_Texto fornecido_
====

Crianças mais velhas podem apresentar volvo crônico, apresentando dor abdominal em cólica, distensão abdominal com vômitos intermitentes, diarreia, sangramento gastrointestinal e desnutrição.
Associações:
É associada com outras anormalidades abdominais em até 50% das vezes. São elas:
- Malformações do trato gastrointestinal: atresia, estenose ou bandas do duodeno; gastrosquise e onfalocele.
- Malformação do sistema biliar: agenesia de vesícula biliar, atresia biliar intra e extra-hepática.
- Malformações pancreáticas: hipoplasia ou agenesia da porção dorsal do pâncreas.
- Hérnia diafragmática congênita.
- Heterotaxia.
- Atresia de coanas.
- Hipospádia.
Achados de imagem:
- Radiografia simples: não apresenta sinais específicos, exceto na presença de volvo.
- Ultrassonografia: pode demonstrar inversão da relação entre artéria mesentérica superior (AMS)/veia mesentérica superior (VMS). Normalmente a AMS fica à direita da VMS. Destaca-se que uma relação AMS/VMS normal não exclui a hipótese de má-rotação intestinal. Um sinal mais útil é demonstrar o terceiro segmento do duodeno em posição retro-mesentérica, onde o segmento horizontal do duodeno (terceiro segmento) é visto num plano transverso entre os vasos mesentéricos superiores e a aorta. Este sinal, embora extremamente sensível e específico, ainda não exclui completamente a possibilidade de má-rotação intestinal.

====

_Seção de dados_
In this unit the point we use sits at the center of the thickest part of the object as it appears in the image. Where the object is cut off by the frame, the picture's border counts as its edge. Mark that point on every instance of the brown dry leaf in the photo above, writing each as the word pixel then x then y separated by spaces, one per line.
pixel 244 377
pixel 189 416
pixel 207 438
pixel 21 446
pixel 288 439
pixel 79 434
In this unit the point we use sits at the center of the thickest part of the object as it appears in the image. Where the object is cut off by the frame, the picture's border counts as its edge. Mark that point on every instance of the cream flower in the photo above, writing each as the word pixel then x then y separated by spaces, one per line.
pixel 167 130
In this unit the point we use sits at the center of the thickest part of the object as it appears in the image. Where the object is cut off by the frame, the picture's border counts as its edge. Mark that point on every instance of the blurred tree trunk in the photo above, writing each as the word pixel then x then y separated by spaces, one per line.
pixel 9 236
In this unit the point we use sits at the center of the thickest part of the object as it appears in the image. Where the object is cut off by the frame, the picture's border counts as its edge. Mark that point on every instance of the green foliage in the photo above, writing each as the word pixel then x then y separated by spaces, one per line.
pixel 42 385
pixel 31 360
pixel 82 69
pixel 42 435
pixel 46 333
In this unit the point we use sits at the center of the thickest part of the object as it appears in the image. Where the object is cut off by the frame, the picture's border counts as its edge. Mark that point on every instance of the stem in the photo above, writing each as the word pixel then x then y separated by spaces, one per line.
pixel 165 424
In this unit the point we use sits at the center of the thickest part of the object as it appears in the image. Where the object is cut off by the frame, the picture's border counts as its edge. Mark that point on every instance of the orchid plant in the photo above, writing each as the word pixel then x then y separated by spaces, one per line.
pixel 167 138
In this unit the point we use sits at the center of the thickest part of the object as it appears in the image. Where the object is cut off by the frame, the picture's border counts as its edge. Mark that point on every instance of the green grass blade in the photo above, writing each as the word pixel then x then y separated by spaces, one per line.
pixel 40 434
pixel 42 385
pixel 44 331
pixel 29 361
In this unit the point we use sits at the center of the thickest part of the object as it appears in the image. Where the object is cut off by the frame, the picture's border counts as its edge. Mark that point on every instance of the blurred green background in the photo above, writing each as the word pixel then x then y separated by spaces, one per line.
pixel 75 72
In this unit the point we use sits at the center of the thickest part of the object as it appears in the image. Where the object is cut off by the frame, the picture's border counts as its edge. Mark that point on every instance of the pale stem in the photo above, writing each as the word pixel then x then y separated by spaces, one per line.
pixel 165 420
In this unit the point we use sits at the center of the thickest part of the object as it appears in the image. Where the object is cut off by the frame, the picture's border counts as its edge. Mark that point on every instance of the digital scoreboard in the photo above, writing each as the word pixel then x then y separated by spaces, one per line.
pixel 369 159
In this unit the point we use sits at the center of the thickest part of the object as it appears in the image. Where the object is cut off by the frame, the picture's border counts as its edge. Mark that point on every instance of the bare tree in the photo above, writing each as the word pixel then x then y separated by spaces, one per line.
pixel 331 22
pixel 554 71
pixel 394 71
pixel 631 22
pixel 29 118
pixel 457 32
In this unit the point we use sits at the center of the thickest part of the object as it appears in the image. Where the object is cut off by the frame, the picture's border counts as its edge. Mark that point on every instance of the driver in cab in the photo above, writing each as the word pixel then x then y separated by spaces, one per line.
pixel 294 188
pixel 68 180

====

_O que se pede_
Transcreva do texto sobre má-rotação intestinal o trecho que começa com as palavras que contêm "- Malformações pancreáticas: hipoplasia" e termina em "presença de volvo.". A listagem é um material à parte, independente do texto.

_Resposta da tarefa_
- Malformações pancreáticas: hipoplasia ou agenesia da porção dorsal do pâncreas.
- Hérnia diafragmática congênita.
- Heterotaxia.
- Atresia de coanas.
- Hipospádia.
Achados de imagem:
- Radiografia simples: não apresenta sinais específicos, exceto na presença de volvo.